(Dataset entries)
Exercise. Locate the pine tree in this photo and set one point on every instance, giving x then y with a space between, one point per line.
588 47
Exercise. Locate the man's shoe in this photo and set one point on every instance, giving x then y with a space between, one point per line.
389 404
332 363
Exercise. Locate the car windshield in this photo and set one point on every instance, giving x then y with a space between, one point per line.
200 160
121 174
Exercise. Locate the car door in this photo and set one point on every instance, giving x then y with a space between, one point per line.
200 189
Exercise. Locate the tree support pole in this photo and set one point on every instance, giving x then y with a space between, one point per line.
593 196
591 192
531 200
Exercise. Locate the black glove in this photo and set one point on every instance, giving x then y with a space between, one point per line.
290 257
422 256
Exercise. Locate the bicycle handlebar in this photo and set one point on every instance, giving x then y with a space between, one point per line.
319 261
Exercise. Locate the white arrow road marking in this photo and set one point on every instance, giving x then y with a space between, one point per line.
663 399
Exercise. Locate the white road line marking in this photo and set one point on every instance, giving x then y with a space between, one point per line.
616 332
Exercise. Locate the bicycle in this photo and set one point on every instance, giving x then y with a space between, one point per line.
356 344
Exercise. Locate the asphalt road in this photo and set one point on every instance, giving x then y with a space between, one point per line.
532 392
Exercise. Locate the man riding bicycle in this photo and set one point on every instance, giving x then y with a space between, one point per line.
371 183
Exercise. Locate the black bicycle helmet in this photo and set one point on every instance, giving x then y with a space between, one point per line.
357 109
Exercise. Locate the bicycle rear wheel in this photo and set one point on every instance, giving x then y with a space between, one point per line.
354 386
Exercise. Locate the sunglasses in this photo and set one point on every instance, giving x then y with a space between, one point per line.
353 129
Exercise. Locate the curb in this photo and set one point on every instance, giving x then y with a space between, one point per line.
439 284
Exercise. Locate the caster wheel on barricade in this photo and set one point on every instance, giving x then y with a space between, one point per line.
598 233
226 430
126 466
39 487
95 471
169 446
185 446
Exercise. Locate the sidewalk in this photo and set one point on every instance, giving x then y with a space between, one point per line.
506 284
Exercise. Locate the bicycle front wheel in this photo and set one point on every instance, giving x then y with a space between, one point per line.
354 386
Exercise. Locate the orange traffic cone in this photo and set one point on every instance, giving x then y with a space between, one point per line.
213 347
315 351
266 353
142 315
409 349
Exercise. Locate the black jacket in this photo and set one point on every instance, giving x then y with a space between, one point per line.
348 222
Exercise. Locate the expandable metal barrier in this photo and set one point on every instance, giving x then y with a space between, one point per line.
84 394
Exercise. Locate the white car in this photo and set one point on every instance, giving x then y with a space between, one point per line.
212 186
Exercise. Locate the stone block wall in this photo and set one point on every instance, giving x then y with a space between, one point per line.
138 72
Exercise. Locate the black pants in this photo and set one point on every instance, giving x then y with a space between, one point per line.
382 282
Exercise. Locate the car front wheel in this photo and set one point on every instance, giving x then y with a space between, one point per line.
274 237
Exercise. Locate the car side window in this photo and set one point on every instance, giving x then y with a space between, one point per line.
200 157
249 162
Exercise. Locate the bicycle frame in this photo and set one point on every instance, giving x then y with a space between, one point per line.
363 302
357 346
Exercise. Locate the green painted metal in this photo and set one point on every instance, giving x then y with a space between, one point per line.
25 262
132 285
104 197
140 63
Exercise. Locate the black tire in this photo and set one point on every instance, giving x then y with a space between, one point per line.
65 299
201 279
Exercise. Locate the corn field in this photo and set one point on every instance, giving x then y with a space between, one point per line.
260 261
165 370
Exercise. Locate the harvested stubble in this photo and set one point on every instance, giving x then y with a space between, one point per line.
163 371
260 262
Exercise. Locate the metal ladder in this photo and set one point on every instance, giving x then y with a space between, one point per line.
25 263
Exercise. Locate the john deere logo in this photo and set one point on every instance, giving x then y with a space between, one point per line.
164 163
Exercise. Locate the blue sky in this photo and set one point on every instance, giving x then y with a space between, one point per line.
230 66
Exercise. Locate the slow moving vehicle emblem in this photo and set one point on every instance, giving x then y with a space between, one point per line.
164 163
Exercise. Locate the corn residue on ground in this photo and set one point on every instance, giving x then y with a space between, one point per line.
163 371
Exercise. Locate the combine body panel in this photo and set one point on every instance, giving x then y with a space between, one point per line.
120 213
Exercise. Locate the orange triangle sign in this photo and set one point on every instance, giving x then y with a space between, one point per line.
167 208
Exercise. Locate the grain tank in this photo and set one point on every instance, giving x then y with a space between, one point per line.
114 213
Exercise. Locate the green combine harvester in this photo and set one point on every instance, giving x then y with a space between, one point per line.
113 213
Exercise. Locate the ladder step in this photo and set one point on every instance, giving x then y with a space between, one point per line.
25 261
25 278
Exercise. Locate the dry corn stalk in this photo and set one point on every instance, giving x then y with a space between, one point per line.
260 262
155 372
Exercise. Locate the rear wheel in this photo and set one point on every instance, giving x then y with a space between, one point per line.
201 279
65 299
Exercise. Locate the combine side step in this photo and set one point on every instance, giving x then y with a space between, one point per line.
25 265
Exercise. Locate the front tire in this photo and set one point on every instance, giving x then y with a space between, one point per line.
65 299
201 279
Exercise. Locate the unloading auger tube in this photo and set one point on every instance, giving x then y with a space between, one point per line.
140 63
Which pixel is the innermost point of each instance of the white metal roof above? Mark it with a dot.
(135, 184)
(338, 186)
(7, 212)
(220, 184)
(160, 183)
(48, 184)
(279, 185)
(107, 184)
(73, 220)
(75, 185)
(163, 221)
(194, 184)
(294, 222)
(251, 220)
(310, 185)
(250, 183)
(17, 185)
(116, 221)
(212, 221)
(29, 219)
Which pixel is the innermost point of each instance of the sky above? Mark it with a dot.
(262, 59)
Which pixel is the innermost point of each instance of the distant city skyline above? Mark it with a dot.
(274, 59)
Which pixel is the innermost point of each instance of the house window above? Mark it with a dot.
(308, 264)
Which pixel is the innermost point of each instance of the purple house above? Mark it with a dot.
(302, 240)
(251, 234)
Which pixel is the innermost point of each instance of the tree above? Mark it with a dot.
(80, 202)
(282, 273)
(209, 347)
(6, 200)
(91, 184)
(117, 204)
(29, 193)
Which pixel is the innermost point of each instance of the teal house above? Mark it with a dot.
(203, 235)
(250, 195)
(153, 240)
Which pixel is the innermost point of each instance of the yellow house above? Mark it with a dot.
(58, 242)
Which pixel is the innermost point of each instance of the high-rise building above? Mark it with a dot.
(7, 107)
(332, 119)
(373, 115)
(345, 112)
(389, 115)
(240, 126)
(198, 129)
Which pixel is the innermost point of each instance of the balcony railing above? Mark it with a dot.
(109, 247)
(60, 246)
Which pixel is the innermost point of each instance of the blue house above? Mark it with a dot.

**How to complete this task**:
Each entry should be retyped exactly as given.

**Response area**:
Exercise. Locate the pine tree in this photo and set one point on every instance, giving x then y with a space between, one point per line.
588 47
Exercise. Locate the man's shoe in this photo and set one point on every instance, giving x then y with a space between, one point per line.
389 404
332 363
Exercise. Locate the car windshield in this photo and set one point on every instance, giving x then y with a space between, one point per line.
200 160
121 174
Exercise. Locate the car door in this photo and set one point on every instance, giving x then y with a space between, one point per line.
200 189
Exercise. Locate the tree support pole in this photo and set one point on every instance, giving x then y with a space between, one point per line.
593 196
591 192
531 200
Exercise. Locate the black glove in this photo and set one point on every instance, giving x then y with a space between, one point per line.
290 257
422 256
Exercise. Locate the bicycle handlebar in this photo and set one point on every instance, giving x then y with a space between, one point per line.
319 261
Exercise. Locate the white arrow road marking in this photo and set one point on every instance, giving x then y with a space between, one point per line.
663 399
Exercise. Locate the white road line marking in this photo and set one point on every instance, giving x then y with a space between, one point per line.
616 332
Exercise. Locate the bicycle in this photo and set one point on every instance, giving x then y with a space between, one point per line.
356 344
Exercise. Locate the asphalt road in this photo and set one point on every instance, giving x then y with a space between, one point per line.
532 392
Exercise. Locate the man riding bicycle in this photo and set one point on every instance, giving x then y with a space between, one point per line.
371 183
Exercise. Locate the black bicycle helmet in this photo and set one point on every instance, giving x then y with a space between, one point per line.
357 109
Exercise. Locate the bicycle rear wheel in this photo and set one point on every instance, giving x then y with a space between, one point per line.
354 386
Exercise. Locate the sunglasses in this photo and set one point on every instance, giving x then y with a space between, one point per line.
353 129
Exercise. Locate the curb in this photo and set one point on every instance, giving x then y with a space between, one point per line.
439 284
Exercise. Locate the caster wheel on barricade in this photo and set one point on every instance, giving x then y with a space between, one point per line.
598 233
226 430
126 466
39 487
95 471
169 446
185 446
Exercise. Locate the sidewalk in this photo and set one point on every instance, giving x then y with a space between, one point per line.
506 284
Exercise. Locate the bicycle front wheel in this photo and set one point on every instance, giving x then y with a space between, one point per line.
354 386
Exercise. Locate the orange traffic cone in this photo and set one point on every instance, giving x then y with a space between, one point per line.
213 347
315 351
266 353
142 315
409 349
Exercise. Locate the black jacket in this photo and set one point on every instance, giving x then y with a space between, one point per line.
348 222
Exercise. Locate the expandable metal barrier in this photo and set one point on every instance, giving x then y with a space between, one point per line.
84 394
Exercise. Locate the white car in this photo and set one point on every instance, giving x then y with a space between, one point per line.
212 186
Exercise. Locate the stone block wall in this photo and set one point on every instance, giving x then y with a space between, one point per line.
138 72
Exercise. Locate the black pants in this photo and set one point on every instance, giving x then y with a space between, one point per line.
382 282
Exercise. Locate the car front wheel in this photo and set one point on every instance, giving x then y with a space between, one point per line.
274 237
Exercise. Locate the car side window in this photo and set one point on every instance, giving x then y with a space between, one point per line.
200 157
249 162
Exercise. Locate the bicycle frame in this photo and set one point on every instance, giving x then y with a space between, one point per line.
363 302
357 346
Exercise. Locate the green painted metal in this photo and set one point on every instance, giving x then y with a space between, one point per line.
25 262
132 285
104 197
140 63
Exercise. Locate the black tire in this photo and set one point on every instance, giving x then y with a space between, one point per line.
65 299
201 279
Exercise. Locate the corn field in this photo and set one point on every instance, giving x then y with a space between, one point per line.
260 261
165 370
Exercise. Locate the harvested stubble in this photo and set one point on every instance, giving x then y with a space between, one point per line.
163 371
260 262
Exercise. Locate the metal ladder in this photo and set one point on every instance, giving x then y with a space between, one point per line.
25 263
Exercise. Locate the john deere logo in this photo and set one point on every instance, giving x then y with a space between, one point per line.
164 163
Exercise. Locate the blue sky in this photo and set one point on every instance, giving x then y with a space between, one point per line.
230 66
Exercise. Locate the slow moving vehicle emblem in this photo and set one point on every instance, giving x then y with a space between, one point per line.
164 163
Exercise. Locate the corn residue on ground in this photo and set one point on every instance, giving x then y with a space between, one point per line.
163 371
Exercise. Locate the combine body panel in this photo and set one point on every instance, giving x then y with a space between, one point per line.
120 213
Exercise. Locate the orange triangle sign in this photo and set one point on every instance, giving x then y with a space between, one point per line.
167 208
Exercise. Locate the grain tank in this photo and set one point on every instance, giving x then y with a space between, one point per line.
114 213
Exercise. Locate the green combine harvester in this photo and set one point on every instance, giving x then y with a space between, one point per line.
113 213
Exercise. Locate the ladder step in this photo and set one point on every instance, giving x then y with a space between, one point per line.
25 261
25 278
Exercise. Locate the dry corn stalk in this photo and set one point on every instance, giving x then y with a space between, one point per line.
260 262
155 372
Exercise. Locate the rear wheel in this photo and set one point on every instance, giving x then y with a space between, one point per line.
201 279
65 299
Exercise. Locate the combine side step in this photo and set one point on every instance, giving x then y with a space between, one point per line.
25 265
Exercise. Locate the front tire in this photo and set one point on every instance, giving x then y with a space between, one point per line.
65 299
201 279
Exercise. Locate the unloading auger tube in this photo and set one point on every instance, giving x then y with a space between, one point per line.
140 63
Which pixel is the innermost point of each instance of the white metal roof above? Mark it with a dot.
(135, 184)
(338, 186)
(7, 212)
(220, 184)
(160, 183)
(48, 184)
(279, 185)
(107, 184)
(73, 220)
(75, 185)
(163, 221)
(194, 184)
(294, 222)
(251, 220)
(310, 185)
(250, 183)
(17, 185)
(116, 221)
(212, 221)
(29, 219)
Which pixel is the innermost point of each instance of the sky above? Mark it with a dot.
(262, 59)
Which pixel is the innermost point of each instance of the distant city skyline above? Mark it with a dot.
(274, 59)
Which pixel is the innermost point of each instance of the house window above? Mark it with a dot.
(308, 264)
Which pixel is the innermost point of each instance of the purple house above? Mark it with a dot.
(302, 240)
(251, 234)
Which pixel is the innermost point of each instance of the tree above? Mark it with a dot.
(80, 202)
(282, 273)
(209, 347)
(6, 200)
(91, 184)
(117, 204)
(29, 193)
Which pixel is the innermost point of each instance of the teal house above? Mark it with a dot.
(203, 235)
(250, 195)
(153, 240)
Which pixel is the innermost point of each instance of the yellow house above? Mark it with a dot.
(58, 242)
Which pixel is the innermost point of each instance of the high-rise building above? Mark it with a dot.
(7, 107)
(332, 119)
(373, 115)
(345, 112)
(389, 115)
(240, 126)
(198, 129)
Which pixel is the innermost point of each instance of the balcony railing above? Mark it with a dot.
(109, 247)
(60, 246)
Which pixel is the innermost point of each instance of the blue house above? Mark it with a dot.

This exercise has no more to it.